[Provided entries]:
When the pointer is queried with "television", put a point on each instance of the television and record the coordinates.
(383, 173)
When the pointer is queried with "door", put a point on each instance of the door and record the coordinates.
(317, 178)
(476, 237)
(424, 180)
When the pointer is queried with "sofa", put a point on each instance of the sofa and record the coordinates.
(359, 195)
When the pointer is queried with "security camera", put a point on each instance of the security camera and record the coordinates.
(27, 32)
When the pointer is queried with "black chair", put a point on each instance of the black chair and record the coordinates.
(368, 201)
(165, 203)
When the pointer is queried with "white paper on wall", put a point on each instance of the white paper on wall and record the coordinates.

--

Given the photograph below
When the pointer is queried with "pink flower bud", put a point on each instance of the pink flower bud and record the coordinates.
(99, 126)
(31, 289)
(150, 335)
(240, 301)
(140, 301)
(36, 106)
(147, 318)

==

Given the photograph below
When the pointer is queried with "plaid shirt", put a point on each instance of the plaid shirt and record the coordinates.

[Exercise]:
Using the records above, set down exactly the lines from the one with "chair and record the coordinates." through the one with "wall and record the coordinates.", inclusive, and nothing more.

[Problem solution]:
When the pointer is queried with "black chair", put a point on each instance of the black chair and record the coordinates.
(368, 201)
(165, 203)
When the pointer is queried with "white paper on wall", put a point on each instance of the white paper on wall and record the coordinates.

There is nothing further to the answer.